Histological analysis: Samples cultured for 28 days were fixed in 10% formalin for 2 h and then washed with PBS sucrose solution (20%) for 2 h at 4 °C. The samples were transferred to 1% PVA (Mw = 1 kDa) to reduce the formation of ice crystals when freezing for cryosectioning [43]. Constructs were then removed from the PVA solution, transferred to cryomolds with one flat plane facedown. Each cryomold was then filled with Cryomatrix™ (Thermo Scientific) and frozen in liquid nitrogen. After solidification, cryomolds were removed from the slurry and stored at −80 °C until cryosectioning. Routine cryosectioning was performed on the frozen blocks using a cryostat (Cryotome™ FE) at −20 °C. For each section, 10 μm cross sections along the flat plane of the construct were collected on SuperFrost® Plus Gold slides (Fisher Scientific). The slides were air-dried for several hours before Alcian Blue staining and Safranin-O staining.

Alcian blue staining: Proteoglycan deposition and distribution was visualized by staining sections with Alcian Blue. Typically slides were stained for sulfated glycosaminoglycans (GAG) with a 0.5 wt% solution of Alcian blue (pH = 1, adjusted with HCl) for 30 min. The samples were then counterstained with nuclear fast red (0.1 wt% of nuclear fast red in 5% aluminum sulfate) for 5 min to visualize nuclei. The slides were then washed with water and dehydrated.

Safranin-O staining: Safranin-O stains acidic proteoglycans present in cartilage tissues. Typically, slides were stained with a 0.1 wt% solution of Safranin-O for 5 min, and counterstained with haematoxylin for 4 min to visualize nuclei. The slides were then washed with water and dehydrated. Sections were analyzed using a bright field microscope (Hamamatsu Nanozoomer).

Statistical analysis. Statistical differences between two groups were analyzed using a Student's t-test. Those among three or more groups were analyzed using the One-way Analysis of Variance (ANOVA) with Tukey's post-hoc analysis. Statistical significance was set to a p value ≤ 0.01. Results are presented as mean ± standard deviation.

Results and discussion

Synthesis of PEG-TA5-OH3 and HA-TA2.2

The synthesis of partially tyramine functionalized 8-arm poly(ethylene glycol) (PEG-(OH)8) was performed by first reacting the hydroxyl groups of PEG-(OH)8 with p-nitrophenyl chloroformate (PNC) to give PEG-PNC5-OH3 as previously reported [44]. Attempting to reach higher end-group activation using a large excess of p-nitrophenyl chloroformate resulted in increasing amounts of side products. Because the PEG-PNC5-OH3 could be obtained in high yield and purity no further attempts were made to increase the degree of the activation. Reaction of PEG-PNC5-OH3 with two times excess of tyramine (TA) afforded PEG-TA5-OH3 as determined from the relative integrals of TA (6.79–6.99 ppm) and PEG signals (3.63 ppm) (Fig. 1). The synthesis of tyramine conjugated hyaluronic acid (HA-TA2.2) by EDAC/NHS activation of HA and reaction of the activated carboxylic acid groups with tyramine was previously reported [8]. In this one pot synthesis using an excess of activation reagents and tyramine, a degree of substitution of 2.2 was obtained, which means that approximately 5% of the carboxylic acid groups have been substituted with a tyramine group.

Referring expression data

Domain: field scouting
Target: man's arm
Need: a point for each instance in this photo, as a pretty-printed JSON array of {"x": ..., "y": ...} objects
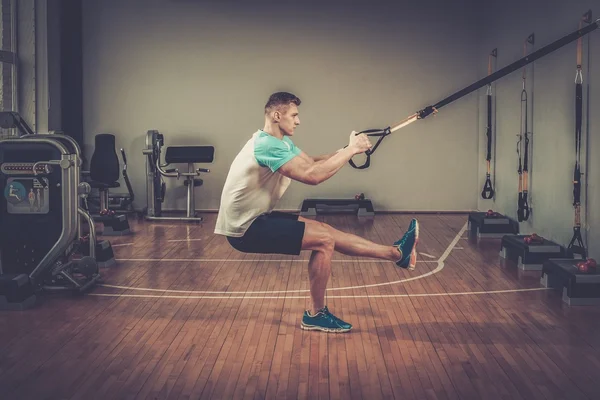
[
  {"x": 304, "y": 170},
  {"x": 324, "y": 157},
  {"x": 317, "y": 159}
]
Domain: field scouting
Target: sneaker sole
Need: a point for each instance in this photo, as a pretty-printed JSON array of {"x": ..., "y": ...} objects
[
  {"x": 413, "y": 254},
  {"x": 320, "y": 328}
]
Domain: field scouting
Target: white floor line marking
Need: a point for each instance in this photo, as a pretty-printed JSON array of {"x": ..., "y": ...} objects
[
  {"x": 365, "y": 296},
  {"x": 245, "y": 260},
  {"x": 426, "y": 255},
  {"x": 440, "y": 266}
]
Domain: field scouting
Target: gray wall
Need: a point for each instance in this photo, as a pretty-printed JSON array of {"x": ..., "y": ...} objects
[
  {"x": 201, "y": 71},
  {"x": 553, "y": 124}
]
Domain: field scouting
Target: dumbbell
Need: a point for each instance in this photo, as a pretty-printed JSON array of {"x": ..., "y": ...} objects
[
  {"x": 587, "y": 266},
  {"x": 533, "y": 238}
]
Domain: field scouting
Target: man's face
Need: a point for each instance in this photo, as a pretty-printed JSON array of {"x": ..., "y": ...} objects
[{"x": 289, "y": 120}]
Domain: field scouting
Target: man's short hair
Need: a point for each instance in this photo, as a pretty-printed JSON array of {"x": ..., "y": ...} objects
[{"x": 281, "y": 100}]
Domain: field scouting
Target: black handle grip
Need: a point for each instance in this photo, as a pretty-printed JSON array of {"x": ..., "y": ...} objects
[{"x": 488, "y": 191}]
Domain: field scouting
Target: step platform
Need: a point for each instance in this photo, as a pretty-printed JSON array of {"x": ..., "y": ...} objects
[
  {"x": 360, "y": 207},
  {"x": 530, "y": 256},
  {"x": 486, "y": 225},
  {"x": 16, "y": 292},
  {"x": 578, "y": 288},
  {"x": 114, "y": 225},
  {"x": 105, "y": 257}
]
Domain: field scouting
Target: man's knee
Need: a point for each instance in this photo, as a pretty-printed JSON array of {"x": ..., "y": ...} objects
[{"x": 318, "y": 237}]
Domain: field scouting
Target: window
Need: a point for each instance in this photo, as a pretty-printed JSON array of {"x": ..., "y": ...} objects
[{"x": 8, "y": 60}]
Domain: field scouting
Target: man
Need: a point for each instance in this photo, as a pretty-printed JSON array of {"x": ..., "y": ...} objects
[{"x": 258, "y": 178}]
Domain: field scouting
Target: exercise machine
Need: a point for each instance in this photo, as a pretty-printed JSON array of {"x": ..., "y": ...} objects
[
  {"x": 118, "y": 202},
  {"x": 155, "y": 172},
  {"x": 40, "y": 219},
  {"x": 103, "y": 176}
]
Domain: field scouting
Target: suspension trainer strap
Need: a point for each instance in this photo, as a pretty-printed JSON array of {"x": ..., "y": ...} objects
[
  {"x": 488, "y": 189},
  {"x": 425, "y": 112},
  {"x": 576, "y": 245},
  {"x": 523, "y": 169}
]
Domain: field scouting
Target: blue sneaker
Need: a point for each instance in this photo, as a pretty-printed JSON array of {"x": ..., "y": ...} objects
[
  {"x": 325, "y": 321},
  {"x": 408, "y": 246}
]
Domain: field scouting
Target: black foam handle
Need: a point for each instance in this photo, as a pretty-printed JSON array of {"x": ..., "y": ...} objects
[{"x": 488, "y": 191}]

ASSIGNED TASK 1:
Answer these questions from the methods text:
(a) For how long were slides stained with the Alcian blue solution?
(b) At what p value was statistical significance set?
(c) What degree of substitution was obtained for the tyramine conjugated hyaluronic acid?
ASSIGNED TASK 2: Reproduce the methods text word for word, everything from "Safranin-O staining: Safranin-O" down to "microscope (Hamamatsu Nanozoomer).".

RESULT 1:
(a) 30 min
(b) A p value ≤ 0.01
(c) 2.2

RESULT 2:
Safranin-O staining: Safranin-O stains acidic proteoglycans present in cartilage tissues. Typically, slides were stained with a 0.1 wt% solution of Safranin-O for 5 min, and counterstained with haematoxylin for 4 min to visualize nuclei. The slides were then washed with water and dehydrated. Sections were analyzed using a bright field microscope (Hamamatsu Nanozoomer).